Task brief: Only those lines from the one with "Where can you find the stair handrail" through the last line of the material below should be output, each exactly as it appears.

Given information START

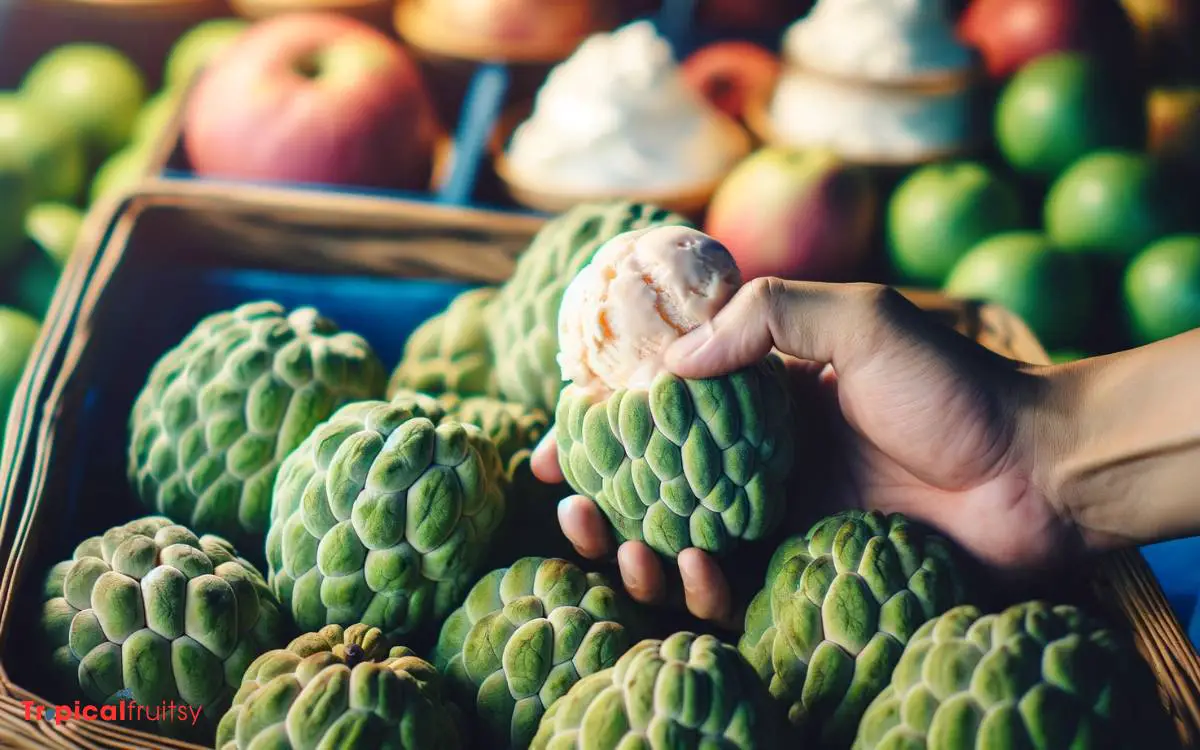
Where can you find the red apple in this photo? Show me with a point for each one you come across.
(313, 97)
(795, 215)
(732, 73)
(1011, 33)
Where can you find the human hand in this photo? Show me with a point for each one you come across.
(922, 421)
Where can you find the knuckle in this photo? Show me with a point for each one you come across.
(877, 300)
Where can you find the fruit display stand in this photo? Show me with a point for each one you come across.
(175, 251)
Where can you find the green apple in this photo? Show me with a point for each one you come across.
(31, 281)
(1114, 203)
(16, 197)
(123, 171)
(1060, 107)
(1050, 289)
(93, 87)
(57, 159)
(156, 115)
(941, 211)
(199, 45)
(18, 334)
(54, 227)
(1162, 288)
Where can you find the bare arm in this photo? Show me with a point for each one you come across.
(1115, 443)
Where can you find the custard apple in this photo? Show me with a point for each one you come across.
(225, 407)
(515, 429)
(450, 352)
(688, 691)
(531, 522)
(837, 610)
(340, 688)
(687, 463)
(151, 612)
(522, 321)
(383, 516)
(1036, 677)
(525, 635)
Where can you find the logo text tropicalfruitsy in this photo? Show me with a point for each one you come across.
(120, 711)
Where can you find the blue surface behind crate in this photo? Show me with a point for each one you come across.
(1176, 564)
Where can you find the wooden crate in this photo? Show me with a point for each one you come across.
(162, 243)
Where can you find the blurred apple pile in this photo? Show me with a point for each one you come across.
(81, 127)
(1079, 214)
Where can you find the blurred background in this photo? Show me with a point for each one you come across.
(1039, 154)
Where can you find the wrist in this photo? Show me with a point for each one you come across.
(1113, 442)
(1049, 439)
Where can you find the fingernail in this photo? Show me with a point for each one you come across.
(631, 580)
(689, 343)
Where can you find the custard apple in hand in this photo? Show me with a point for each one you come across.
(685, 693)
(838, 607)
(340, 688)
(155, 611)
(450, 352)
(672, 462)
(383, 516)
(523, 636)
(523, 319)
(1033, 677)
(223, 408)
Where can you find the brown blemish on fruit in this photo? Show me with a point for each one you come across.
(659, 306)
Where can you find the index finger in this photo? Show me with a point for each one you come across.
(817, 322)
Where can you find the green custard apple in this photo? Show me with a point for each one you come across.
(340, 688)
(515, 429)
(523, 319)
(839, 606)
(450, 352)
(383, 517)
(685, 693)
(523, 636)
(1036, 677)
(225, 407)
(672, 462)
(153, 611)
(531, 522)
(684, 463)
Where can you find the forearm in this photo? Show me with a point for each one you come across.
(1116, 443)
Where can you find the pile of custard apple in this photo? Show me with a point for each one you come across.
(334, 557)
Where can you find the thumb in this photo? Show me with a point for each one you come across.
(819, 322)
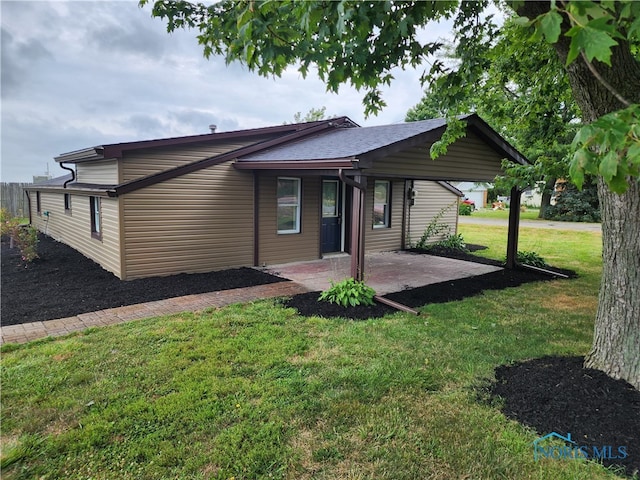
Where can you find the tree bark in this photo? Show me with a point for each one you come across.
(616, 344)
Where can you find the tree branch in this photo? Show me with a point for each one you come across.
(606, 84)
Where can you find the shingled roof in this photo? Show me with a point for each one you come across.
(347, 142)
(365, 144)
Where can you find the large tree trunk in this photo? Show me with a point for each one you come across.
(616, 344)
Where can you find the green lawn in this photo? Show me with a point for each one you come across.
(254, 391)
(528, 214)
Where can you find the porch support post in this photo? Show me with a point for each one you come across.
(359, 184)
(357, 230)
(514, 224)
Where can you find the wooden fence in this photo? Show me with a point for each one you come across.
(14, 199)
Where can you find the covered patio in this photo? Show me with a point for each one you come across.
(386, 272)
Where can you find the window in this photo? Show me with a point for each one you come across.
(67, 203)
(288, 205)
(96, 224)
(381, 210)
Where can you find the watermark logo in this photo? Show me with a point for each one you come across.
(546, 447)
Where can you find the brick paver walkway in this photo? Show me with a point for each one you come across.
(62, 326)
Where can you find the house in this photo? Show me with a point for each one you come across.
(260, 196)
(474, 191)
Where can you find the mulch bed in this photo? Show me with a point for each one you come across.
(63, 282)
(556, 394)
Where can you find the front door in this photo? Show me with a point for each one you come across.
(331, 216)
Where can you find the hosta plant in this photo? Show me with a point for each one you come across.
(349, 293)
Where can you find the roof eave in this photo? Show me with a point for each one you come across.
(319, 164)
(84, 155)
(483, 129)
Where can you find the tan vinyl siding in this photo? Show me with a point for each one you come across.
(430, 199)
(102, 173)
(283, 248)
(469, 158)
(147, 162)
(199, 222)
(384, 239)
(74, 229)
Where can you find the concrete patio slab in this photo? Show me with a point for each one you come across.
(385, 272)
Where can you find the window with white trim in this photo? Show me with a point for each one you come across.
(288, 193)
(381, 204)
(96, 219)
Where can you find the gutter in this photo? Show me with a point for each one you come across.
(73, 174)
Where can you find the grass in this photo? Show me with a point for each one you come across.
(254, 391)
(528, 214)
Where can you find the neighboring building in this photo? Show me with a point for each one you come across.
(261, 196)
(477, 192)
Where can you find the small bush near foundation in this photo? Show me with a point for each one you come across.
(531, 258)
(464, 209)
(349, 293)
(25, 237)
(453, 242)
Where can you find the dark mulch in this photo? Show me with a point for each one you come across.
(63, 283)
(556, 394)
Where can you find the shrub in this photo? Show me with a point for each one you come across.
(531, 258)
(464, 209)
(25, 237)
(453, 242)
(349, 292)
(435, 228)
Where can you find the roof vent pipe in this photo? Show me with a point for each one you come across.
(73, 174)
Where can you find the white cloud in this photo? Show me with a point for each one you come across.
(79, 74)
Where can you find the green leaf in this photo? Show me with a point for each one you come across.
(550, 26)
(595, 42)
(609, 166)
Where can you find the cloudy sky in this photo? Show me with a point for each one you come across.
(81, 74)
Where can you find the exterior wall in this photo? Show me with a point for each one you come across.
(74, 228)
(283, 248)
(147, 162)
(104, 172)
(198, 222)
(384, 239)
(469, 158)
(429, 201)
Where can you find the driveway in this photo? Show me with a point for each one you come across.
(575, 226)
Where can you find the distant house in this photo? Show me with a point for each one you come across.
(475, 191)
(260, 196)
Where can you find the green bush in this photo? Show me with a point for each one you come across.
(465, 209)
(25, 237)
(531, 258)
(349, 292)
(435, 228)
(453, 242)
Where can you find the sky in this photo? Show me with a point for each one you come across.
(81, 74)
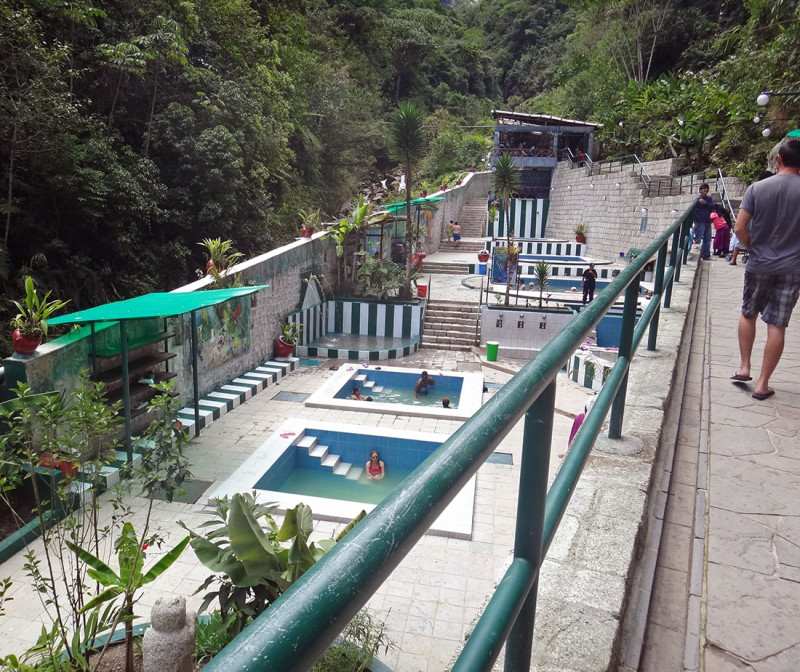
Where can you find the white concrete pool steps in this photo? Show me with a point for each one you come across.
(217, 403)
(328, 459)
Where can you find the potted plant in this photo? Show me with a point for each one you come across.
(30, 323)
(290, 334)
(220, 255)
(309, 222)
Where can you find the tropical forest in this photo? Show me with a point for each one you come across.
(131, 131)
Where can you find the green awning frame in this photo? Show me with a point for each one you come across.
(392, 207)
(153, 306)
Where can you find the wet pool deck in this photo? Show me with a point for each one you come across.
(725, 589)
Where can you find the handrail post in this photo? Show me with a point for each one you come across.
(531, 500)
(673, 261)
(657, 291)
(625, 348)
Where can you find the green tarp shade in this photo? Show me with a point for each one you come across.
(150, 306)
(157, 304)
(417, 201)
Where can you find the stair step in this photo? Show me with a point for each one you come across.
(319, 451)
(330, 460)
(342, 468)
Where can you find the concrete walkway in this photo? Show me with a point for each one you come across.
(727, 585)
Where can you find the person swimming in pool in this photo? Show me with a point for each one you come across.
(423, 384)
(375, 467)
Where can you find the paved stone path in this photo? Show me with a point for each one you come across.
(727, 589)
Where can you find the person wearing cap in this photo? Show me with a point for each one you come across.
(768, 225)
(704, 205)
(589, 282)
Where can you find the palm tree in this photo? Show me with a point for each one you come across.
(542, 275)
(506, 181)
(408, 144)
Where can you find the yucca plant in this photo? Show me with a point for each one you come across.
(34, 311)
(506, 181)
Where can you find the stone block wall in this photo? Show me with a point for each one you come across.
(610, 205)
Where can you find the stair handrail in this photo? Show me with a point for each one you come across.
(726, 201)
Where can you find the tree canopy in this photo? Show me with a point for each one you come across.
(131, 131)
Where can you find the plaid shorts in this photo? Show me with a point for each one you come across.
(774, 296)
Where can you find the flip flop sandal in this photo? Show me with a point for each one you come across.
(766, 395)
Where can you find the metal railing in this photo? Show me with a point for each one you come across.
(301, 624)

Given information END

Written response:
Where can you find the stair handrail in this photo? Show me with a point for each one you come across.
(726, 201)
Where can you find the tree canopy in this photo? Show me with a point for each one you come across.
(131, 131)
Where can you find the plaid shorts in this photo? Show me with a point for each one you come across.
(774, 296)
Where can you find the flip flop sandal in this photo? Show me with a point for each one you come across.
(766, 395)
Where can you find the metal railing in this photo? Show me with a point for each one you come across.
(301, 624)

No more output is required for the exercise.